++++ Supplied text
Data serves as a key component for most businesses. Databases are used to store data and play a key role in data management. ApsaraDB for Redis is a high-availability (HA) key-value database service. This service helps you store large amounts of important data in various scenarios. This topic describes disaster recovery solutions provided by ApsaraDB for Redis.

Roadmap of ApsaraDB for Redis for disaster recovery

A variety of problems may occur during data management, such as software bugs, device malfunctions, or power failures at data centers. A disaster recovery solution guarantees data consistency and service availability. ApsaraDB for Redis provides optimized disaster recovery solutions to achieve high availability in different scenarios.

The following figure shows the roadmap of ApsaraDB for Redis for disaster recovery.

Figure 1. Disaster recovery solutions

Three solutions are available in ApsaraDB for Redis to meet different requirements. The following sections describe these solutions in detail.

Single-zone high availability

All ApsaraDB for Redis instances support a single-zone HA architecture. The HA system runs on an independent platform to guarantee high availability across zones. Compared with self-managed Redis databases, ApsaraDB for Redis enables more stable database management.

Standard master-replica instances

A standard master-replica instance runs in a master-replica architecture. If the HA system detects a failure on the master node, the system switches the workloads from the master node to the replica node and the replica node takes over the role of the master node. The original master node works as the replica node after recovery. By default, data persistence is enabled for the instance. The system automatically creates backup files on the instance. You can use the backup files to roll back or clone the instance. This mechanism avoids data loss caused by user errors and enables reliable disaster recovery.
++++++++
++++ Recorded information
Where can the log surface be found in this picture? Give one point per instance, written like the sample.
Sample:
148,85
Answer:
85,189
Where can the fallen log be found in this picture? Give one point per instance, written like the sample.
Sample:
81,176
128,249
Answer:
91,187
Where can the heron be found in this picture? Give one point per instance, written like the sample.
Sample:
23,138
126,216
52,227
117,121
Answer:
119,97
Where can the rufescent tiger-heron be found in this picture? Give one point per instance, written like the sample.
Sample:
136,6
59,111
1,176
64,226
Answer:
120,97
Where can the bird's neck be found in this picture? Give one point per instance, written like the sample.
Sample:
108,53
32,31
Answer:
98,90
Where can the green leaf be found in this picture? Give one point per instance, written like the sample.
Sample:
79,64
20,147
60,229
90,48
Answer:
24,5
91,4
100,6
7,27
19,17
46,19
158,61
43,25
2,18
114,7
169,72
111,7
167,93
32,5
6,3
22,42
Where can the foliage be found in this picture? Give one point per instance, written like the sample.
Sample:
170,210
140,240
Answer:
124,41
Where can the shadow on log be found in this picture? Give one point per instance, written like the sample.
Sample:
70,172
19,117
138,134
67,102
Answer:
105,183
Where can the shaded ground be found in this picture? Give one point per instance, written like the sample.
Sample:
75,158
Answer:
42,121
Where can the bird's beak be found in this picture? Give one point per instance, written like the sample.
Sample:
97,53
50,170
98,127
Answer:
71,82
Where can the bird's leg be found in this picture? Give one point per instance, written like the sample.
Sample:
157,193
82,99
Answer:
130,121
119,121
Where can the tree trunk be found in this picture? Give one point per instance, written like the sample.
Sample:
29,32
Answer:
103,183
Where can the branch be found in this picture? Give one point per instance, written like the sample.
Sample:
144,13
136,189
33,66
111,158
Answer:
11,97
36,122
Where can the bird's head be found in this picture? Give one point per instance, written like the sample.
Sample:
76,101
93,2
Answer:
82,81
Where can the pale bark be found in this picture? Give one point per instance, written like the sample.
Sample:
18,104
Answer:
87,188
++++++++
### Work to complete:
Return, word for word, the part of the ApsaraDB for Redis disaster recovery text from "The following figure" to "solutions in detail.".

### Answer below:
The following figure shows the roadmap of ApsaraDB for Redis for disaster recovery.

Figure 1. Disaster recovery solutions

Three solutions are available in ApsaraDB for Redis to meet different requirements. The following sections describe these solutions in detail.